### [PROBLEM STATEMENT]
Would you output the whole listing below, exactly as it reads?

### [DATASET RECORDS]
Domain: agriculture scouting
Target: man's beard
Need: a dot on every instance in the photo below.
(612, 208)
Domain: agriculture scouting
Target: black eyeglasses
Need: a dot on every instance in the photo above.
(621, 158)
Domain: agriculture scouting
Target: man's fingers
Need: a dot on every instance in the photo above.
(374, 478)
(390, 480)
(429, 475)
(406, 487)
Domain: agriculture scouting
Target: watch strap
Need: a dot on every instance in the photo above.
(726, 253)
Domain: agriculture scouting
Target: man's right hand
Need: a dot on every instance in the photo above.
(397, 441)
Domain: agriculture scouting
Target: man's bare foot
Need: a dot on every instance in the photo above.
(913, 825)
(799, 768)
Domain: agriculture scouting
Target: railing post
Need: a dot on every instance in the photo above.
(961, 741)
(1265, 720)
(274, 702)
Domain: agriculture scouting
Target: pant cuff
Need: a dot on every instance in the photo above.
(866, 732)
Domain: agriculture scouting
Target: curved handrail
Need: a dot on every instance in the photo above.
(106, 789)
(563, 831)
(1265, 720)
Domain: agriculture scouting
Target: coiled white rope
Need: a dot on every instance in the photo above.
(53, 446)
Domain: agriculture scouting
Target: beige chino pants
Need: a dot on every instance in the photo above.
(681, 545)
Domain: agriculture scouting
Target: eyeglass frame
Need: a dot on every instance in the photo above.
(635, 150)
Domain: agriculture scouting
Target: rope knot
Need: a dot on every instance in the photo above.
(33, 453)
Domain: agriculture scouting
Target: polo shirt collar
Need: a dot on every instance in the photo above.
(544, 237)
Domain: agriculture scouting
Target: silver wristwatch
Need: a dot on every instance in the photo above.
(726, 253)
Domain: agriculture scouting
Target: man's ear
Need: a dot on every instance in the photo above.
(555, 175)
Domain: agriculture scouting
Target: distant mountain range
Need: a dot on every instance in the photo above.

### [CORRECT OUTPUT]
Domain: agriculture scouting
Target: man's beard
Need: a dot on every instance in the photo below.
(612, 208)
Domain: agriculture scouting
Target: black eyeglasses
Need: a dot on every instance in the photo above.
(621, 158)
Domain: agriculture scouting
Target: man's fingers
Need: a dot on every instance in the photo above.
(374, 478)
(390, 480)
(429, 475)
(406, 487)
Domain: agriculture scouting
Target: watch strap
Need: a dot on every instance in the photo above.
(726, 253)
Domain: agriculture scouting
Target: man's right hand
Need: a dot on every instance in the photo above.
(397, 441)
Domain: agriculture scouting
Target: man's bare foot
Need: a dot on every instance in the photo above.
(913, 825)
(799, 768)
Domain: agriculture scouting
Target: railing post
Need: a dot on every instance in the photo above.
(961, 741)
(1265, 720)
(274, 702)
Domain: agriculture scouting
Target: pant cuff
Need: a dot on every instance in the photo above.
(866, 732)
Domain: agriculture scouting
Target: curved handrail
Need: a dot on every instance in the photo above.
(106, 789)
(563, 831)
(1265, 720)
Domain: agriculture scouting
Target: coiled white rope
Need: a dot on every instance in the photo above.
(53, 446)
Domain: agriculture scouting
Target: beige chino pants
Need: a dot on every instance in the photo above.
(681, 545)
Domain: agriculture scouting
Target: eyeglass frame
Need: a dot on every instance in the photo above.
(635, 150)
Domain: agriculture scouting
Target: rope knot
Need: a dot on every instance in the photo above.
(33, 453)
Domain: agriculture scouting
Target: polo shirt collar
Need: a dot on every instance in the photo above.
(544, 237)
Domain: agriculture scouting
Target: silver wristwatch
Need: a dot on every instance in the photo above.
(726, 253)
Domain: agriculture scouting
Target: man's ear
Need: a dot on every instance in the photo above.
(555, 175)
Domain: agriculture scouting
Target: distant mountain range
Need: a dot on every instance in the photo above.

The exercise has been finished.